# Problem requirements
In the forum thread on making black powder at home, what thread size does the poster say the Kibler ramrod tips have?

# Selected excerpt
>> BEGIN
Making black powder at home

Ian

Notorious member
It stops at the front trigger guard tab, which is put back as far as it can reasonably go. I'll just use a 2" extension for cleaning after I drill out and re-thread the ramrod end to 10/32. So far my only complaint with the whole Kibler deal is the ramrod tips (even the Colonial 3/8" one) are threaded 8-32 when most black powder tools are 10-32. That's okay, I have a lathe, number drills, and many taps.
 

Ian

Notorious member
From what I've gathered is that short/long starters have been extremely rare among period light hunting rifle accoutrements. Coned muzzles were the norm.

I turned a bigger motor pulley for my tumbler, brought the RPM from 44 to 72 which is now 60% of critical speed. Could go to 70 or 75 but we'll see how this does first. Probably will let it go all night and see if I have any residual KNO3 left over from the burn test tomorrow.
>> END
# Entries shown
>> BEGIN
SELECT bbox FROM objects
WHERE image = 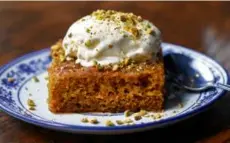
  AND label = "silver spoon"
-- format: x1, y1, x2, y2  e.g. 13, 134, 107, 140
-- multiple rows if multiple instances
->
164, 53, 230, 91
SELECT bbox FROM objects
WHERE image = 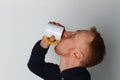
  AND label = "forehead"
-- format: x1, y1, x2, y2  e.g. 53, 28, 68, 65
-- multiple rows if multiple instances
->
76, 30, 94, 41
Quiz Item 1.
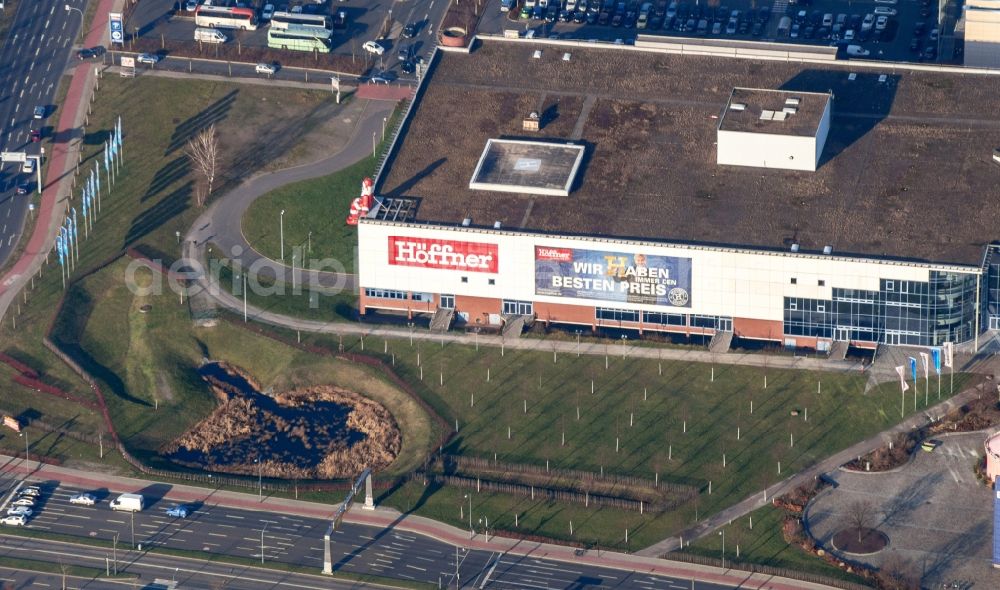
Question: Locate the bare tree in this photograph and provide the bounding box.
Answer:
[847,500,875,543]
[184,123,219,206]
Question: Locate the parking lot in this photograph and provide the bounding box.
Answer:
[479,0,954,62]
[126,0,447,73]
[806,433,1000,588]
>> END
>> BEGIN
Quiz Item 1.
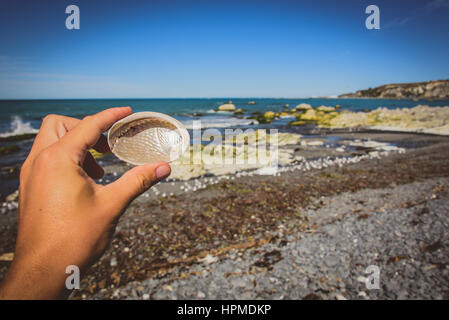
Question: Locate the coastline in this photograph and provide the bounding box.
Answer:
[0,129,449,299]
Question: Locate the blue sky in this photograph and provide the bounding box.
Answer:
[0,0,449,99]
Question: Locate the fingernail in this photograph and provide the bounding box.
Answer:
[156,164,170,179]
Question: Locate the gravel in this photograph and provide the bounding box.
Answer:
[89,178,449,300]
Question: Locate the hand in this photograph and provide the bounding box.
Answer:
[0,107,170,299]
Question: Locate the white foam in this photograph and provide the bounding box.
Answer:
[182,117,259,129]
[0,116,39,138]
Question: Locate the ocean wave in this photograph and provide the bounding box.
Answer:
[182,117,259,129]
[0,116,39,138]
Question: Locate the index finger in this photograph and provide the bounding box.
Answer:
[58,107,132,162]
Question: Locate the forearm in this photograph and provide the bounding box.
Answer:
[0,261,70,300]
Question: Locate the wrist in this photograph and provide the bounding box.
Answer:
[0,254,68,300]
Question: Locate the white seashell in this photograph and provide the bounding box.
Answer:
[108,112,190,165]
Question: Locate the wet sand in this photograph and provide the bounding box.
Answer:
>> END
# The output
They are threaded 8-32.